▶ **Records from a dataset**
***

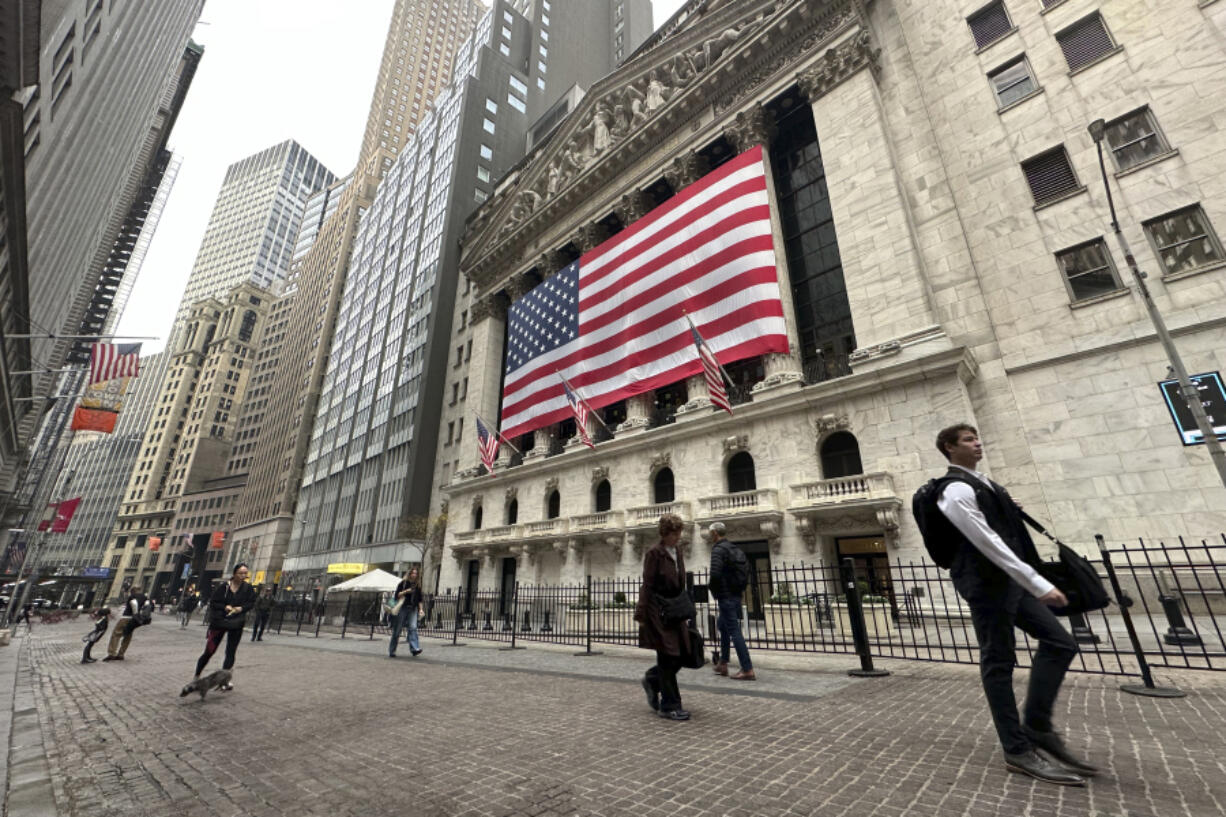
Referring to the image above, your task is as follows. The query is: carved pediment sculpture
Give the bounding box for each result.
[650,451,672,473]
[816,413,851,434]
[723,434,749,455]
[545,476,559,493]
[591,466,609,484]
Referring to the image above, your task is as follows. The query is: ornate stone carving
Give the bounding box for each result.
[760,520,782,554]
[591,466,609,484]
[875,507,900,536]
[545,476,559,494]
[663,152,709,191]
[615,190,653,225]
[677,374,712,414]
[722,434,749,455]
[795,517,819,554]
[571,223,610,253]
[504,486,518,503]
[505,273,536,300]
[537,250,569,280]
[726,106,777,152]
[650,451,672,473]
[816,413,851,434]
[796,29,881,103]
[470,294,504,325]
[627,533,647,560]
[848,339,902,364]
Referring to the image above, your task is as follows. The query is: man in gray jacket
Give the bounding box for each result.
[708,522,754,680]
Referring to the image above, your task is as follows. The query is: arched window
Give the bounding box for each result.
[506,499,518,525]
[472,503,483,530]
[547,490,561,519]
[594,480,611,512]
[653,467,674,504]
[726,451,756,493]
[820,431,863,478]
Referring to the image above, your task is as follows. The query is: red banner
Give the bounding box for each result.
[148,536,162,552]
[210,531,225,550]
[49,497,81,533]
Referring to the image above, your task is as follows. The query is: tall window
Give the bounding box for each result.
[472,503,483,530]
[820,432,863,479]
[1056,239,1122,301]
[770,102,854,376]
[1101,107,1170,172]
[653,468,674,504]
[594,480,611,513]
[726,452,756,494]
[506,498,518,525]
[546,490,561,520]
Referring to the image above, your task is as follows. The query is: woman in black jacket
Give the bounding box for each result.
[192,563,256,690]
[635,513,694,721]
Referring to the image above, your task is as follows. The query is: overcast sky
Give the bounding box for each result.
[116,0,687,354]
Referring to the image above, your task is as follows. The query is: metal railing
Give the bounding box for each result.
[257,535,1226,687]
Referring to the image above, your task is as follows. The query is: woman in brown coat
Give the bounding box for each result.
[635,513,693,721]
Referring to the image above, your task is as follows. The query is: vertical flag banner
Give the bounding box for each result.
[71,342,141,433]
[49,497,82,533]
[475,416,501,474]
[688,319,733,415]
[36,501,58,532]
[500,146,787,438]
[210,531,226,550]
[148,536,162,552]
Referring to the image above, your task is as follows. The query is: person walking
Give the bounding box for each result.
[103,584,147,661]
[178,591,199,628]
[251,586,274,641]
[707,522,755,681]
[388,567,425,658]
[635,513,695,721]
[192,564,256,691]
[80,607,110,663]
[930,423,1094,785]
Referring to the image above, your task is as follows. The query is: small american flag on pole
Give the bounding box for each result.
[500,146,786,438]
[687,318,732,414]
[560,377,595,448]
[88,342,141,384]
[475,416,501,474]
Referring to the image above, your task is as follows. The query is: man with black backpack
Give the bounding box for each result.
[708,522,754,680]
[916,424,1095,786]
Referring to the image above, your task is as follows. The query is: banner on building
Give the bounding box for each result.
[210,531,226,549]
[327,562,370,574]
[49,497,82,533]
[254,570,266,585]
[148,536,162,552]
[71,343,141,433]
[36,502,58,532]
[82,567,113,579]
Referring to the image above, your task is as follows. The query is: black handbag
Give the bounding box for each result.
[1022,512,1110,615]
[681,624,706,669]
[654,591,696,623]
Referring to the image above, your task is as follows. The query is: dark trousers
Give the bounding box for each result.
[195,626,243,676]
[956,578,1078,755]
[716,597,752,669]
[646,652,684,711]
[251,611,270,640]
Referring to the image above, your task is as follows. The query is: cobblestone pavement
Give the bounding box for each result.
[4,616,1226,817]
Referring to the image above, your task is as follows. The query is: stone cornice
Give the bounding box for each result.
[461,0,869,293]
[440,345,977,500]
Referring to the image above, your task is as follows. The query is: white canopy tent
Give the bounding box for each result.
[325,568,401,594]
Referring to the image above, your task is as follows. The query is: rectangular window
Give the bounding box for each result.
[500,43,510,56]
[1102,107,1170,171]
[537,60,547,74]
[501,26,512,39]
[509,75,528,95]
[1056,13,1117,71]
[480,144,493,160]
[1143,205,1226,277]
[475,189,488,204]
[988,55,1038,108]
[1021,147,1081,205]
[507,93,526,113]
[537,77,546,90]
[1056,239,1122,302]
[486,98,498,114]
[482,118,495,134]
[477,166,490,182]
[967,2,1013,50]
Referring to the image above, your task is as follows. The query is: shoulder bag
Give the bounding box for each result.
[681,624,706,669]
[654,590,696,623]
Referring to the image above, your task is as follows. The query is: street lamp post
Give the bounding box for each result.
[1088,120,1226,491]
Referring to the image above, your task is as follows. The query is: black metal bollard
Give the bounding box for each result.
[840,558,889,678]
[1068,611,1101,644]
[521,610,532,632]
[1097,535,1185,697]
[435,611,442,628]
[1158,593,1202,645]
[574,575,603,657]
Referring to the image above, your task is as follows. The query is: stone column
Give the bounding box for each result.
[797,30,944,367]
[727,105,804,396]
[462,292,509,473]
[617,393,654,435]
[525,423,557,461]
[675,374,712,419]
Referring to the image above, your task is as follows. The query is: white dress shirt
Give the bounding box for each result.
[937,465,1054,598]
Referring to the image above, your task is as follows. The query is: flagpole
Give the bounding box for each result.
[473,410,520,455]
[683,312,735,386]
[556,371,613,433]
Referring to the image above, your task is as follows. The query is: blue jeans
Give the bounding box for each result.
[716,597,752,670]
[389,607,420,655]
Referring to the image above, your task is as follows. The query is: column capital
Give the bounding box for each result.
[663,152,710,192]
[538,250,570,279]
[470,293,507,325]
[571,223,610,254]
[796,30,881,103]
[726,106,776,153]
[615,190,653,226]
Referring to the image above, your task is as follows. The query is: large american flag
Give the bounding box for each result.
[501,146,787,438]
[88,342,141,384]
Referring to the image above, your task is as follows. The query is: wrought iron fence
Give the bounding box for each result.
[260,535,1226,685]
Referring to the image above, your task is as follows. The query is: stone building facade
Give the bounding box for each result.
[439,0,1226,599]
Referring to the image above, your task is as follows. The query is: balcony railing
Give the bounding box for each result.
[802,353,852,386]
[625,501,692,527]
[699,489,780,517]
[569,511,621,531]
[524,519,566,537]
[484,525,519,541]
[790,472,898,507]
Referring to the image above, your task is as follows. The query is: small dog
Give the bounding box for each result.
[179,669,232,700]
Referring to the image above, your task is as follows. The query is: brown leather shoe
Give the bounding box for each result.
[712,662,728,676]
[731,669,756,681]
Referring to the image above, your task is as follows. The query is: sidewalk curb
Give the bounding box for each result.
[1,632,56,817]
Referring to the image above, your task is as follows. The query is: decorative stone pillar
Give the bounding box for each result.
[725,105,777,154]
[675,374,713,419]
[525,424,557,461]
[571,223,610,254]
[617,393,654,435]
[538,250,569,280]
[615,190,652,225]
[461,293,509,474]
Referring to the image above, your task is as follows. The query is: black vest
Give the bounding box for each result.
[942,468,1042,585]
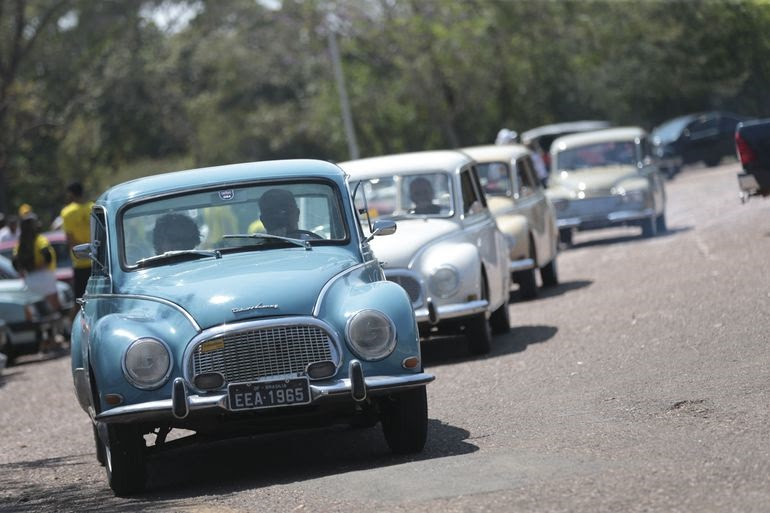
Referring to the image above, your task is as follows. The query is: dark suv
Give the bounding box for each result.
[651,111,749,176]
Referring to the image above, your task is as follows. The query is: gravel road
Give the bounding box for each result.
[1,162,768,512]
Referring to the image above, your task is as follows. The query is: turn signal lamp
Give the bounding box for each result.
[402,357,420,370]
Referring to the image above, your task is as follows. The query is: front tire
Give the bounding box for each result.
[641,216,657,238]
[380,386,428,454]
[655,213,667,234]
[540,258,559,287]
[559,228,573,247]
[489,297,511,335]
[513,268,538,299]
[93,423,106,466]
[104,424,146,496]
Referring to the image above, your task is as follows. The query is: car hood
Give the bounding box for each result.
[551,166,641,192]
[368,218,458,268]
[119,248,359,329]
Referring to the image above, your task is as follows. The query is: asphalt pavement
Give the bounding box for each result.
[1,162,768,512]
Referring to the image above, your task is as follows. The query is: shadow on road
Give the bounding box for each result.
[421,324,558,367]
[0,419,477,510]
[510,279,592,302]
[566,225,692,250]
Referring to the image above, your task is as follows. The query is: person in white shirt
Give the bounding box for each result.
[0,215,19,242]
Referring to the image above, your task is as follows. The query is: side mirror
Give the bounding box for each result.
[73,243,91,260]
[363,219,396,243]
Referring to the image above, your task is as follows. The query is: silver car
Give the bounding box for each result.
[341,150,511,355]
[462,144,560,299]
[546,127,667,245]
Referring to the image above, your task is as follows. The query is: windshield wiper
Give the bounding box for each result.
[135,249,221,268]
[222,233,311,251]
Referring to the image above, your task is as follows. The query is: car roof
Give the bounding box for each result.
[98,159,346,206]
[339,150,473,178]
[520,120,612,143]
[551,126,647,151]
[461,144,532,163]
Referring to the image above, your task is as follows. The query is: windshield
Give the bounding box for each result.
[121,181,347,267]
[351,172,453,220]
[476,162,512,197]
[652,116,692,142]
[555,141,639,171]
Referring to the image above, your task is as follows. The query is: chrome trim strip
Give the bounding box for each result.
[182,316,344,391]
[509,258,535,272]
[85,293,201,331]
[312,261,378,317]
[414,299,488,323]
[94,372,435,424]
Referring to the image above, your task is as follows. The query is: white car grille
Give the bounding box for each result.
[192,325,334,384]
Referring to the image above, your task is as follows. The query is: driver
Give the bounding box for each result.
[409,177,442,215]
[153,213,201,255]
[259,188,320,240]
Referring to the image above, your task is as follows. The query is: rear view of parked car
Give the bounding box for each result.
[736,118,770,200]
[546,127,667,245]
[462,144,560,299]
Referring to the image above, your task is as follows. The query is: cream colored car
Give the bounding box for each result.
[546,127,667,245]
[462,145,560,299]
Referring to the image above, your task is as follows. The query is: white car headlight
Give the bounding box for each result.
[123,337,172,389]
[430,266,460,299]
[346,309,396,361]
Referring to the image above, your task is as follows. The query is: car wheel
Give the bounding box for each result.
[489,297,511,335]
[655,213,667,234]
[559,228,573,247]
[93,422,106,466]
[466,312,492,355]
[104,424,146,496]
[641,216,657,238]
[513,268,538,299]
[704,156,721,167]
[540,258,559,287]
[380,386,428,455]
[0,334,16,366]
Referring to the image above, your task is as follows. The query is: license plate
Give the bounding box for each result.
[228,378,311,411]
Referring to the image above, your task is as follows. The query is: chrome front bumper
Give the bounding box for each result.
[94,370,434,424]
[557,207,655,230]
[414,299,488,324]
[509,257,535,273]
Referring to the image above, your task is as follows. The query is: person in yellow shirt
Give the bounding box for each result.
[61,182,93,302]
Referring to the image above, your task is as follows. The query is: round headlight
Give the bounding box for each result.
[346,310,396,361]
[430,266,459,299]
[123,337,172,389]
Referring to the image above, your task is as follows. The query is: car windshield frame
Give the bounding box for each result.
[475,161,513,197]
[351,171,455,221]
[555,140,640,172]
[117,178,350,270]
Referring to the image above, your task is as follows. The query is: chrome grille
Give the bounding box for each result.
[386,273,423,306]
[564,196,622,217]
[192,325,334,384]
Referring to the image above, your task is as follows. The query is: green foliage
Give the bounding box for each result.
[1,0,769,222]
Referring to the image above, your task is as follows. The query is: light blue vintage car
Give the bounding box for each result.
[70,159,433,495]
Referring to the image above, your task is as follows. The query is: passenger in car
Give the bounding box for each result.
[409,177,442,215]
[152,213,201,255]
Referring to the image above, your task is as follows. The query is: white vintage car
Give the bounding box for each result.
[546,127,667,245]
[462,144,560,299]
[340,151,511,355]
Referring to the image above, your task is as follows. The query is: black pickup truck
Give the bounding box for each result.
[736,118,770,200]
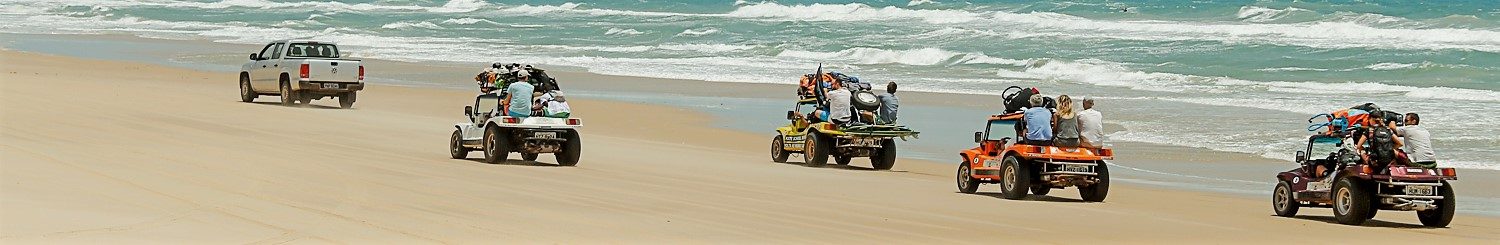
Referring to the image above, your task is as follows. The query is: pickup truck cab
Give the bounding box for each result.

***

▶ **TASK BRIEF**
Which lines hold the word "metal"? Return all of them from the records above.

▶ **ANSWER SECTION**
Referring to the image above, your task is as follows. The query is: metal railing
Referring to the image above, your task is as follows. The query is: black metal bollard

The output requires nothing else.